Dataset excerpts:
────────
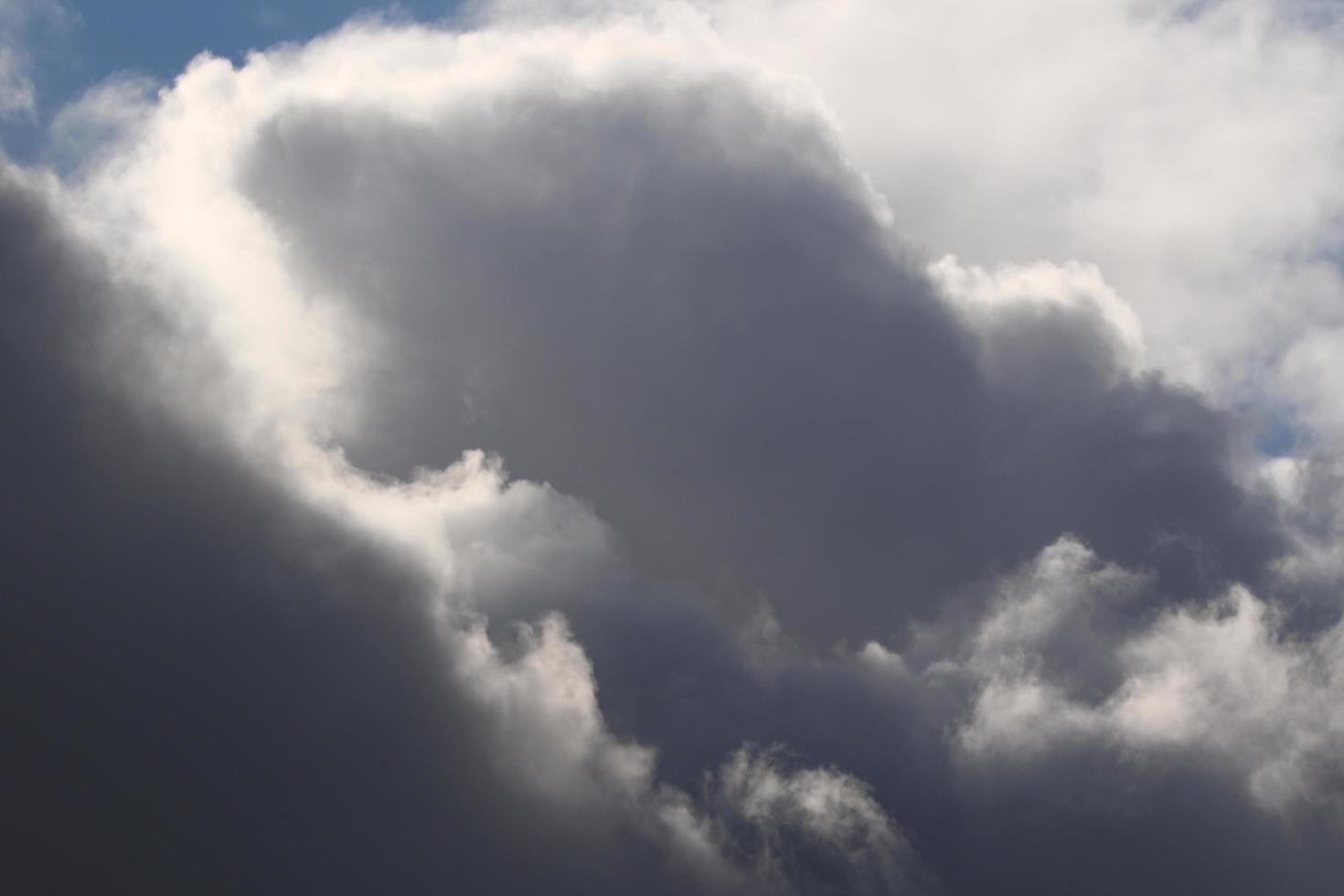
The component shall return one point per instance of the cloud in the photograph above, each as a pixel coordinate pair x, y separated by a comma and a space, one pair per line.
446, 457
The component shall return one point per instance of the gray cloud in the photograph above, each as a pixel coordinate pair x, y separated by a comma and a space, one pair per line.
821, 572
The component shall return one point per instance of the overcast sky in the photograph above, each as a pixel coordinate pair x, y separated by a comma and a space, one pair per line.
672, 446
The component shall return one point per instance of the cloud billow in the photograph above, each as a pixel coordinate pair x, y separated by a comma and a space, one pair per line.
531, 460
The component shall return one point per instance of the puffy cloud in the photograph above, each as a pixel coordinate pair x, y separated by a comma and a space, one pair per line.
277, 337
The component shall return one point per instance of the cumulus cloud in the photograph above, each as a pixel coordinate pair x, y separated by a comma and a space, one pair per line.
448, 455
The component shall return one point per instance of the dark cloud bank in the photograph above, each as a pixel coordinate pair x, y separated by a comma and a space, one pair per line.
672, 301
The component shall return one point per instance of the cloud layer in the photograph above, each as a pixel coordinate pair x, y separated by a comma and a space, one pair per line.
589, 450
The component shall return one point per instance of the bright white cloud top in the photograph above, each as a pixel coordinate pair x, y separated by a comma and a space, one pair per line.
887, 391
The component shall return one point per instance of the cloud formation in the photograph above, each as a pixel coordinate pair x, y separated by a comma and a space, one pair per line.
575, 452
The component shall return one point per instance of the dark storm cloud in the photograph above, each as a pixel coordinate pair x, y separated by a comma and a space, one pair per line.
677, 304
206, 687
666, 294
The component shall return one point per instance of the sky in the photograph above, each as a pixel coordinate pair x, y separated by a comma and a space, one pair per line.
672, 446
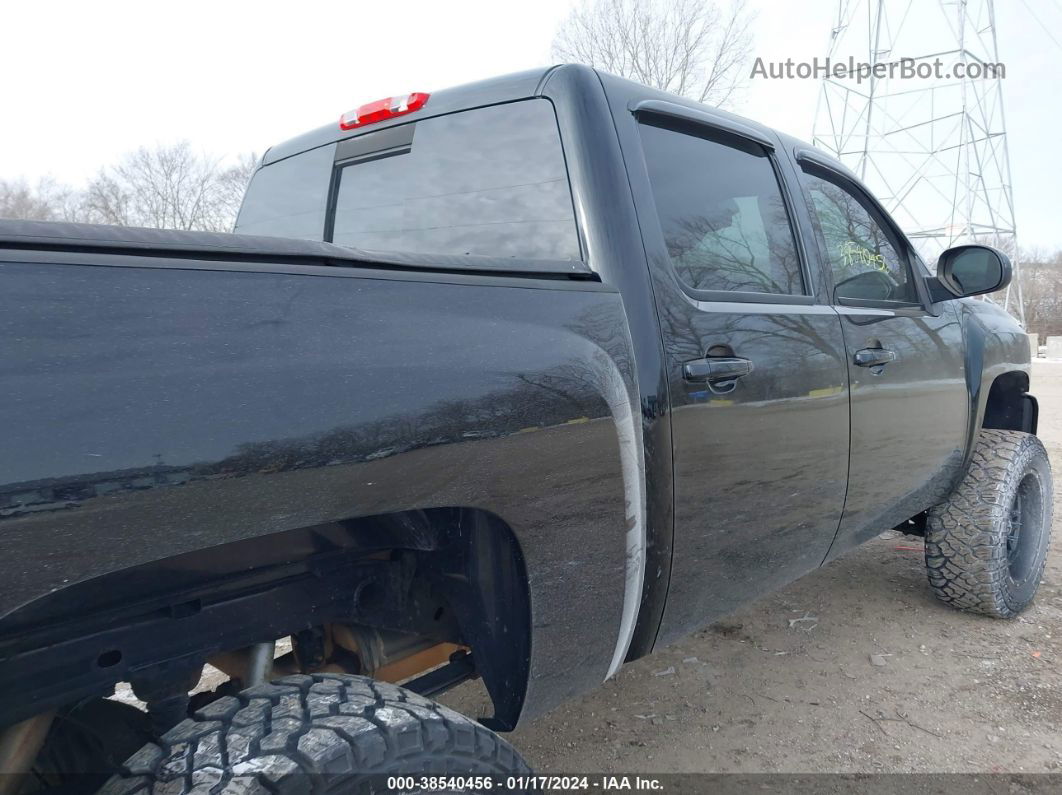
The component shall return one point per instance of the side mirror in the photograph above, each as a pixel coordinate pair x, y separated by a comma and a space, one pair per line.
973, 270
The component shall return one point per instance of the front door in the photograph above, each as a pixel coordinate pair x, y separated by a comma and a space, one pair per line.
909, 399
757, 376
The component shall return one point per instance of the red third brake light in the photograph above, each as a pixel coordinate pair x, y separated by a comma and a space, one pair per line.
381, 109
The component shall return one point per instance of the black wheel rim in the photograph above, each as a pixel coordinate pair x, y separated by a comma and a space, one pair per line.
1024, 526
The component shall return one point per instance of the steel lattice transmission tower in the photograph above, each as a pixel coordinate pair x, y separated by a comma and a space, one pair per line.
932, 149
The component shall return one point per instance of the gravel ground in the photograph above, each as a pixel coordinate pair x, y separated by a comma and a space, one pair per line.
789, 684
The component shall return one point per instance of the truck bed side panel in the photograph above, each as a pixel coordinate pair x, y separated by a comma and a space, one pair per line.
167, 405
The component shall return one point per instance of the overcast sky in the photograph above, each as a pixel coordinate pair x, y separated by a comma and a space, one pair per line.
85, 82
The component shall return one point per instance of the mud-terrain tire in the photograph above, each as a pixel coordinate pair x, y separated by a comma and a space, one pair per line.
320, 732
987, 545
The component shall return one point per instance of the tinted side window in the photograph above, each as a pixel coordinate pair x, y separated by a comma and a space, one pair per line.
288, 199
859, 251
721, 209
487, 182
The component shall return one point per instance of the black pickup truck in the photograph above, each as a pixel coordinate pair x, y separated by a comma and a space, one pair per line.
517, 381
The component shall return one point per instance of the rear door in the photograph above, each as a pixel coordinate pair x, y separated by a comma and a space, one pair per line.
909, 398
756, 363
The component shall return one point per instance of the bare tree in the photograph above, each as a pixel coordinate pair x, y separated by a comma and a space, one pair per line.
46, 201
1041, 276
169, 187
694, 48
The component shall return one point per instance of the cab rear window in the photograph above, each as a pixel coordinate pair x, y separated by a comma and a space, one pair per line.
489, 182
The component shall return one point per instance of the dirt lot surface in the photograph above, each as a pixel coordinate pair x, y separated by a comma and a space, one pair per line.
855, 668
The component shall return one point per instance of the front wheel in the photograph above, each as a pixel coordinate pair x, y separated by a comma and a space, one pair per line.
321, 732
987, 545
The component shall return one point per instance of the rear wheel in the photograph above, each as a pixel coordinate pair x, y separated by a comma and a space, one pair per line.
────────
- [About this exercise]: Leaving the images out, return every record exactly.

- [Finished task]:
The component shall return one point per instance of the cloud in the photograph above, each as a pixel coordinate pair x, y separated by a comma and a space, one pair per line.
446, 457
The component shall return one point per instance of the gray cloud in the photograph above, each as a pixel coordinate pair x, y separated by a comma and a space, one pair per line.
821, 572
The component shall return one point per instance of the overcast sky in the photograph above, each as a pixel coordinate pair x, y separated by a comma and a space, one pair per line.
672, 446
The component shall return one point per instance of the cloud billow in the photograph above, each as a pixel coordinate pair x, y separated by a comma and a space, one pair per line.
531, 460
The component shall return one point per instance of the puffy cloud in the photograph above, each as a pixel coordinate pair x, y separated by a comma and a space, one pair per line.
277, 337
The component shall return one point per instance of the cumulus cloud in the photograph above, each as a pixel coordinate pair x, y separated by a comma and a space, one pair per line.
448, 455
The component shall return one point per instance of the dark cloud bank in the photograph above, each as a pixel coordinate pair x, y separated by a comma and a space, one pair per line.
672, 301
The component shall return one point per instance of the cloud layer in the photograph above, each as a pixel coordinate pair x, y separated by a comma and a space, one pair per line.
589, 450
The component shall return one point per instance of the bright white cloud top in the photograph above, each as a pixel coordinate pair x, y separated by a comma and a space, one pair per line.
887, 391
The component shall return one point per instance of the cloud formation in the photograph above, each as a pixel coordinate pair x, y separated by a comma and a space, one pair per line.
575, 452
The component shall return one point per instance of the dark storm cloud in the photograph above, each as a pixel coordinate pair x, y separated by a comma and a space, one pair per line.
677, 304
206, 687
666, 294
The component shall return one point per instance of the sky in the photograph above, each as a pixel coordinate pair x, y separated by a comma and a space, one pair per line.
672, 446
The component shall return one point per instance of the side mirror in the photograph above, each as a pixel coordinate pair x, y separated by a comma and a space, one pair per line.
973, 270
The component shall return one point per instance of the front door in the photograph above, each as a pixel coordinate pair x, y separated by a comma and a space, one pair per line.
909, 399
757, 376
The component shall return one point per instance of the red third brake light in the photograph above, each as a pixel coordinate pair x, y separated by a comma and a space, one pair per line.
381, 109
The component shall return one point per instance of the black wheel rim in the photograph above, each as a pixel coordinate pair x, y separated by a comma and a space, one pair per line.
1024, 526
The component shall return one point per instance of the steel lattice transmission tower in the photograph above, each as a pixel coordinate pair x, y separated by a comma and a space, one pair per line.
932, 149
The component shall return one point per instance of the gravel ground in the photograph above, each as a pixel coordinate pair x, y separated by a comma and a space, one pair per line.
789, 684
The component shall return one point per instance of the truck bed side panel in the photograph above, each as a pixel coordinate pair x, y separated by a comma and a space, one pair per line.
167, 405
The component shall return one point per instance of the overcast sky in the photograph above, each as a pixel coordinate pair x, y separated by a comma and a space, one pair per line.
85, 82
The component shall return one point per instance of the mud-terrain tire in the photograph above, each as a pixel coordinate pair x, y separated by a comma and a space, one pair per line.
320, 732
987, 545
The component shall return one point per instance of the tinted side window in the photograph above, each as a pixel coordinate pair x, y separated by a comma and a space, one pair per line.
288, 199
859, 251
721, 209
487, 182
The component shall return one point per instance of the black pickup truck in the photograph above, each as a pixel coordinate pair x, y separated by a comma and a space, one pair per line.
517, 381
The component shall return one point per instance of the rear door in the photograph above, each as a pixel coordinate pair x, y separated by a comma and a space, one pair per line.
909, 398
756, 363
The component shall return one point per instance of the bare tree in the photograph above, each as a pixel coordinate pair x, y separated by a comma and a space, one pair per line.
46, 201
1041, 276
169, 187
694, 48
The component shall return one point per instance of the cab rear window in the photograph above, each as a pixel coordinate pair x, y separated by a comma and a space, one pair per line.
489, 182
The component shall return one point per instance of the dirt lot surface in the photograph above, each as a pixel coordinate pair x, y separated by a comma and a space, one pair per line.
855, 668
The component shall return one point per instance of the front wheel in the photograph above, each as a pixel coordinate pair x, y separated by a comma and a space, one pair per line.
321, 732
987, 545
The component shall return one point per instance of the rear wheel in the photograph above, each as a pixel coordinate pair x, y separated by a comma and a space, one pair per line.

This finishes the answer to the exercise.